> _Task directions_: Copy only this range: the line with "upper cabinet in" through the final line of the material, inclusive at both ends.

Point annotations for photos
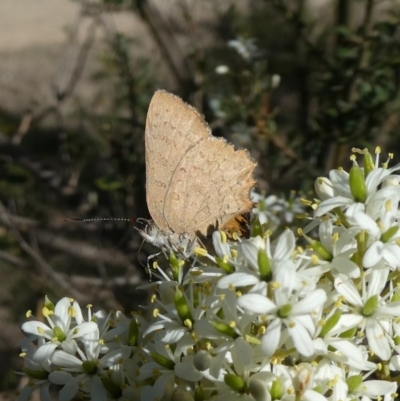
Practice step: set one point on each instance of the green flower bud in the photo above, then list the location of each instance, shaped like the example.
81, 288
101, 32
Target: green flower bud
357, 184
133, 333
276, 390
163, 361
369, 163
36, 374
59, 334
284, 311
370, 306
235, 382
89, 367
111, 387
330, 323
264, 265
182, 306
223, 328
354, 382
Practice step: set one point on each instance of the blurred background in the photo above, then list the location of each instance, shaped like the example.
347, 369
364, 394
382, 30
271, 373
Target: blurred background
296, 82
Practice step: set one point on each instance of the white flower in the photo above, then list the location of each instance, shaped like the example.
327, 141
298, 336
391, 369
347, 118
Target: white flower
84, 372
286, 310
369, 311
66, 326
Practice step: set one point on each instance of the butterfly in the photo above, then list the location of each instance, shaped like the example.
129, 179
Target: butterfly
195, 182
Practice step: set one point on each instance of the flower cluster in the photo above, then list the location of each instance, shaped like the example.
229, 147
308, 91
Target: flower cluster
257, 319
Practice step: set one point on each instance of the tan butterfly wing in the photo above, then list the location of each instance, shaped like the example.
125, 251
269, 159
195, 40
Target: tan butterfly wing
172, 128
194, 180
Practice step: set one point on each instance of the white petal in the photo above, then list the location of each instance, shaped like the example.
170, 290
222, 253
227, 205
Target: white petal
61, 315
238, 279
377, 339
44, 352
270, 340
367, 223
345, 266
65, 360
97, 390
60, 377
242, 351
187, 372
312, 301
83, 329
37, 328
375, 388
373, 255
285, 245
301, 338
346, 287
256, 303
329, 204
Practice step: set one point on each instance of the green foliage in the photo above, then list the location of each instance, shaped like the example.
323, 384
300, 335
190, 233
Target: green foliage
292, 84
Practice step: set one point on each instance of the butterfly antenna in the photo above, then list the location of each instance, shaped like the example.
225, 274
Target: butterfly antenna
69, 220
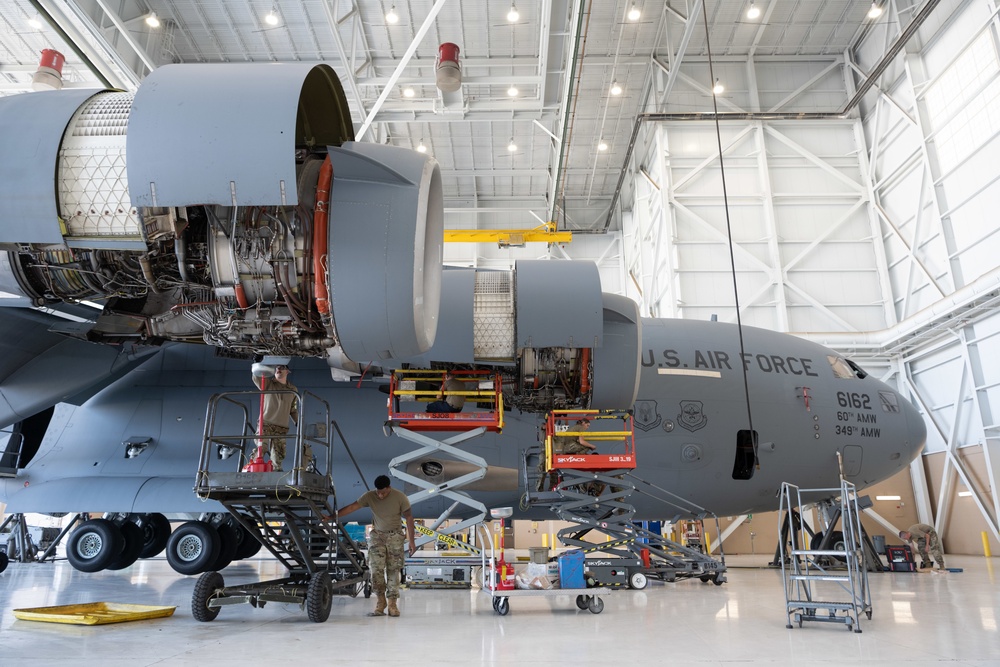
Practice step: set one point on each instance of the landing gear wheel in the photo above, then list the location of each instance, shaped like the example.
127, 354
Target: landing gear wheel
319, 597
637, 581
247, 545
193, 547
155, 533
229, 538
132, 536
503, 606
206, 588
94, 545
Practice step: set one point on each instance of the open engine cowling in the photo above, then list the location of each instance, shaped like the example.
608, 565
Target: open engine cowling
197, 211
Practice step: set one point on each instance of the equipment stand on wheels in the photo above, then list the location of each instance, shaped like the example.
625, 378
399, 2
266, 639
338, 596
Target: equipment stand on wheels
292, 513
592, 491
411, 425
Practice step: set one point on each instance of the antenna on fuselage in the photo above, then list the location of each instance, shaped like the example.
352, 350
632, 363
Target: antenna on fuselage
729, 231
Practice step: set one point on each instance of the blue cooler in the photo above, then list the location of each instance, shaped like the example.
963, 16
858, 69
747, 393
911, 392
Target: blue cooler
571, 570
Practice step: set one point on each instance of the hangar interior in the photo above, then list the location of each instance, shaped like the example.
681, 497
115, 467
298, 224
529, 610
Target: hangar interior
817, 167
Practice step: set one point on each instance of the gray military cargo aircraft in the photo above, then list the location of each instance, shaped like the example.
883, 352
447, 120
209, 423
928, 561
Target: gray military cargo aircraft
197, 225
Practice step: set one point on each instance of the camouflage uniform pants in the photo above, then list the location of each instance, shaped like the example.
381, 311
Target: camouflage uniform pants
930, 543
277, 445
386, 559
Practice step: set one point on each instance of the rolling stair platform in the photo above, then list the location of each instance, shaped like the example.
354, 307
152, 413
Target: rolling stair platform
829, 584
290, 512
409, 390
592, 492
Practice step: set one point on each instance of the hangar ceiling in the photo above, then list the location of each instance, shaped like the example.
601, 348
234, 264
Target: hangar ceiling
521, 142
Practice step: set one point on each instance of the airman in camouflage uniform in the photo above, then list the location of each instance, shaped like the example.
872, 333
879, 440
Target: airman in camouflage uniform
385, 545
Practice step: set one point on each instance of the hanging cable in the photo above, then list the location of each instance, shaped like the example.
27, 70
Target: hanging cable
729, 237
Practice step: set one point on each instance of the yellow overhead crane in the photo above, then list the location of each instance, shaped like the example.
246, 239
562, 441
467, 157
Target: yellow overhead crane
509, 237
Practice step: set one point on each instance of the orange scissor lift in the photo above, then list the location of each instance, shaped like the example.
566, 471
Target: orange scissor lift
414, 388
591, 491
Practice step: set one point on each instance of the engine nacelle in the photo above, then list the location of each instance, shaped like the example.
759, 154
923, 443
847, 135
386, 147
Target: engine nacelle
226, 204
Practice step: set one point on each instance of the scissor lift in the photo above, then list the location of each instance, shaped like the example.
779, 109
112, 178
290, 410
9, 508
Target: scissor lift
411, 388
591, 491
292, 513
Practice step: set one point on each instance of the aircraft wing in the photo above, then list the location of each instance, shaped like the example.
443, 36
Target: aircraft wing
40, 366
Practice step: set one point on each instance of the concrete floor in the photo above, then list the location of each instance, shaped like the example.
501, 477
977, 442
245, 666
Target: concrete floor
918, 619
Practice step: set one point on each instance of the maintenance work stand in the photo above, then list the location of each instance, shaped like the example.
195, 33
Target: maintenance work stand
291, 512
591, 491
827, 584
442, 459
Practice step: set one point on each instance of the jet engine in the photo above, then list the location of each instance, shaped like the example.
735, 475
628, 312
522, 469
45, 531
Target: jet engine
226, 204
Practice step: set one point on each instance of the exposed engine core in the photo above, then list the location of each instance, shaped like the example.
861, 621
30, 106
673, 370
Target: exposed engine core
255, 272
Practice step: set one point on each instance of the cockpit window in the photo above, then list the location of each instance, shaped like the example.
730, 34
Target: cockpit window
845, 369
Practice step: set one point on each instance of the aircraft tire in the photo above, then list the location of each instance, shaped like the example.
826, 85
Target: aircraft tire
205, 589
132, 535
193, 547
229, 539
155, 533
319, 597
94, 545
248, 544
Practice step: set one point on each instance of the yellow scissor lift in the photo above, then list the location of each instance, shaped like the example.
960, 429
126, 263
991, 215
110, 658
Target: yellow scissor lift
591, 491
414, 388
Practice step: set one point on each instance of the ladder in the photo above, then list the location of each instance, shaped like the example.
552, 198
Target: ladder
409, 386
592, 492
814, 590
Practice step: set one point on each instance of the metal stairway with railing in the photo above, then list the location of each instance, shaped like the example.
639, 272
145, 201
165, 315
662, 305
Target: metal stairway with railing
828, 585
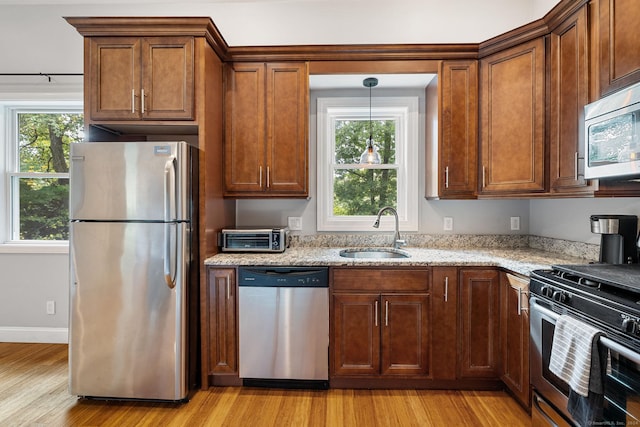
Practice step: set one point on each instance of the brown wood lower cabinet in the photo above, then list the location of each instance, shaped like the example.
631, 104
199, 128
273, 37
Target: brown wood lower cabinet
444, 315
479, 341
514, 336
384, 334
220, 331
380, 333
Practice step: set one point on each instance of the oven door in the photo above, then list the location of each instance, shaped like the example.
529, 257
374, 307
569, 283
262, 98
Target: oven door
622, 381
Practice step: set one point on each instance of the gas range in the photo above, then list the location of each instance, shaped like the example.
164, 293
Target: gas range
605, 294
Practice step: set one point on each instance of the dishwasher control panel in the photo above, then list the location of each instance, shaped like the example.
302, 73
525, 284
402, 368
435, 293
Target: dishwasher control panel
265, 276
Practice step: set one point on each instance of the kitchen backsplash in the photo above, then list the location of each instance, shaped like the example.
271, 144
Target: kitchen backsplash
452, 241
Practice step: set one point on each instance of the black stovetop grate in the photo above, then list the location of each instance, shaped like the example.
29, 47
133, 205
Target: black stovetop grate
623, 276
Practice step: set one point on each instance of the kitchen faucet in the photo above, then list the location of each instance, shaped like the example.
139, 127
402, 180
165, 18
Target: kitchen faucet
397, 240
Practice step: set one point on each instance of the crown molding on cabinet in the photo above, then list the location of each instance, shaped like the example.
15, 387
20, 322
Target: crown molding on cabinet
204, 26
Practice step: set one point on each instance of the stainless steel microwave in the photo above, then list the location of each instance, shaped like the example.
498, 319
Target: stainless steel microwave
254, 239
612, 135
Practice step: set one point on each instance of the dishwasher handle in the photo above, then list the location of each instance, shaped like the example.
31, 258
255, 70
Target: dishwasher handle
284, 277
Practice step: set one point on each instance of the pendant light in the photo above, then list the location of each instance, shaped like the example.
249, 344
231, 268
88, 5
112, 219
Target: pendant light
370, 154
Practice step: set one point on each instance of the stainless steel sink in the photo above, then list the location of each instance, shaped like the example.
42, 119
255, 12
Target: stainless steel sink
374, 253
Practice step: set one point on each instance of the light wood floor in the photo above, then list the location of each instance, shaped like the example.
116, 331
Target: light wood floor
33, 392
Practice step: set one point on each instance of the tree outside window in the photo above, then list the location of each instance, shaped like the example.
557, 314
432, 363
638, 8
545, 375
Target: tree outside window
363, 190
40, 178
350, 194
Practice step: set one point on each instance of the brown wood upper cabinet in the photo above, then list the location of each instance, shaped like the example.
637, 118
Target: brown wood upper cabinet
512, 110
616, 41
266, 125
458, 130
569, 64
140, 78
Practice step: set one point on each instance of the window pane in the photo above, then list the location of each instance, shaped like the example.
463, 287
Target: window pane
352, 135
44, 138
363, 191
44, 208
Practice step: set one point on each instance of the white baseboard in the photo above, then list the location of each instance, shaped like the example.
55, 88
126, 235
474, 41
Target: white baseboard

> _Exercise result_:
Practice step: set one point on each instance of the brown wood upper cabinet in the photo above, then list the location of each instance, shaped like the example.
637, 118
Target: brown wood upper cabinet
512, 110
616, 41
266, 125
458, 130
569, 64
140, 78
Practice step: set one point on each instance of the window pane in the photo above, then list the location of each instance, shaped like the example.
463, 287
Target: window pane
352, 135
44, 138
363, 191
44, 208
Practice step: set one point on each instance of the white baseboard in the photo above, then list the location of each instance, shaped like the example.
55, 88
126, 235
474, 41
Target: white baseboard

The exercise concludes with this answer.